__Reading text__
────────
# Preprocessing text data

The purpose of this notebook is to try out different preprocessing steps for text data, and to see how changes in preprocessing can influence the data that gets input to modeling.

## Dataset for the exercise

* [New York Times Comments](https://www.kaggle.com/aashita/nyt-comments/data)  <-  set of readers' comments to articles published in the New York Times.

## Tools

R has a variety of preprocessing tools, including the popular libraries [tm](https://cran.r-project.org/web/packages/tm/tm.pdf) and [quanteda](https://cran.r-project.org/web/packages/quanteda/quanteda.pdf). This example uses quanteda - however the same steps could be performed using other tools as well.

## Read data

In [None]:
path <- 'data/nyt-comments/'
files <- list.files( path ) ## Get all files from directory path
files <- files[ grepl("Comments", files) ] ## Get only files with reader comments

# For the purposes of the example, let's use only one of the comment data files
data <- read.csv( paste(path, files[1],  sep='') )

print( "Data size" )
print( nrow(data) )

## Preprocess and create Document-Term Matrix

We try here several basic preprocessing steps, including removing html tags, removing punctuation, removing numbers, removing stopwords, lowercasing and stemming words, and finally removing infrequent and frequent words. Each of these have implications for the resulting Document-Term Matrix. You can try out different options below and see their influence.

In [None]:
library(quanteda)

In [None]:
data$commentBody <- gsub("<.*?>", "", data$commentBody) # Remove html tags before creating corpus

corp <- corpus( data, text_field = "commentBody" ) # Create corpus

In [None]:
stopwords = stopwords('en') ## Add to or replace this list to use custom stopwords

# Split texts to word tokens
token <- tokens( 
    corp, 
    remove_punct=TRUE, # Remove punctuation
    remove_numbers=TRUE # Remove numbers
)
────────
__Record set__
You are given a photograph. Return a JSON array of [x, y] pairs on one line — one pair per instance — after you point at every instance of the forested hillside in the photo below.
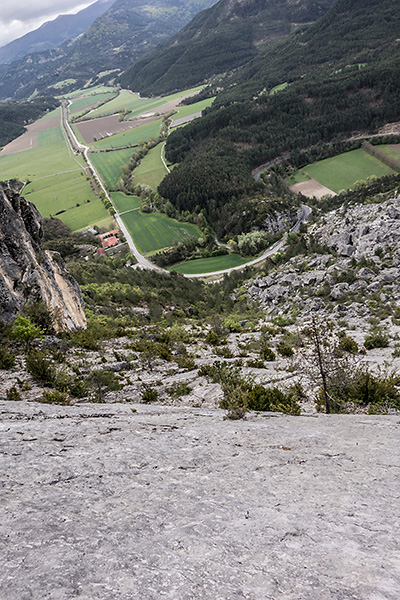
[[218, 40], [333, 96]]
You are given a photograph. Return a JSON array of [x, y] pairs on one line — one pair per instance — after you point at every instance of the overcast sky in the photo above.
[[17, 18]]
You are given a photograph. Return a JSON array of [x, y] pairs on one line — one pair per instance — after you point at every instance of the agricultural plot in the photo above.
[[343, 171], [209, 265], [98, 129], [57, 182], [86, 102], [392, 150], [68, 197], [135, 105], [154, 231], [124, 203], [108, 165], [191, 110], [30, 139], [130, 137], [151, 170]]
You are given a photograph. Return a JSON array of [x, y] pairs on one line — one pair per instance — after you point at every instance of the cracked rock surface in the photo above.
[[99, 502]]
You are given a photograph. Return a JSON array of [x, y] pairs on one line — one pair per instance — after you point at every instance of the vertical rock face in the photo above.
[[30, 274]]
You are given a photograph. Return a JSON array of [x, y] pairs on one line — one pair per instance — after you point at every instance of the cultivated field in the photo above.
[[209, 265], [109, 164], [132, 102], [151, 170], [154, 231], [343, 171], [104, 127], [57, 181], [29, 139], [130, 137], [311, 188], [86, 102], [124, 203], [186, 111]]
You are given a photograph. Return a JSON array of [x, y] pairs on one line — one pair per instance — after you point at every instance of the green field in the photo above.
[[151, 170], [128, 101], [155, 231], [131, 137], [124, 202], [37, 163], [390, 152], [83, 92], [279, 88], [57, 180], [190, 109], [343, 171], [64, 193], [108, 165], [81, 103], [209, 265]]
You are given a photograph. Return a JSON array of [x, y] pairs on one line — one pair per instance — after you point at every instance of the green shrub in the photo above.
[[179, 389], [39, 366], [13, 394], [267, 354], [7, 360], [149, 395], [213, 338], [272, 399], [54, 397], [347, 344], [284, 349], [256, 364], [377, 338]]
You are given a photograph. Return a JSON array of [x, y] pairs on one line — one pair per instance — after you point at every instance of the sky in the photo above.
[[20, 17]]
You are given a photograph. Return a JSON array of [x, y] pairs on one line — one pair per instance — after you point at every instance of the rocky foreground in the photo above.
[[99, 501]]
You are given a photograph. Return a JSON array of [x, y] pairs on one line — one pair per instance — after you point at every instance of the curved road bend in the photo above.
[[144, 262]]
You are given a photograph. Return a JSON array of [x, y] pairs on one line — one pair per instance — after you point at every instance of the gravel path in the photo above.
[[99, 502]]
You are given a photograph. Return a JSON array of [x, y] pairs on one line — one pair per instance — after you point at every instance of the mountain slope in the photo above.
[[217, 40], [247, 126], [53, 33], [116, 39]]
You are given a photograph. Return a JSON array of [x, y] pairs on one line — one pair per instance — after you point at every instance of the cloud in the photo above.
[[18, 18]]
────────
__Aim of the task__
Please extract, word for word, the part of the text preprocessing notebook starting with "## Preprocess and" and going on through "library(quanteda)".

__Written reply__
## Preprocess and create Document-Term Matrix

We try here several basic preprocessing steps, including removing html tags, removing punctuation, removing numbers, removing stopwords, lowercasing and stemming words, and finally removing infrequent and frequent words. Each of these have implications for the resulting Document-Term Matrix. You can try out different options below and see their influence.

In [None]:
library(quanteda)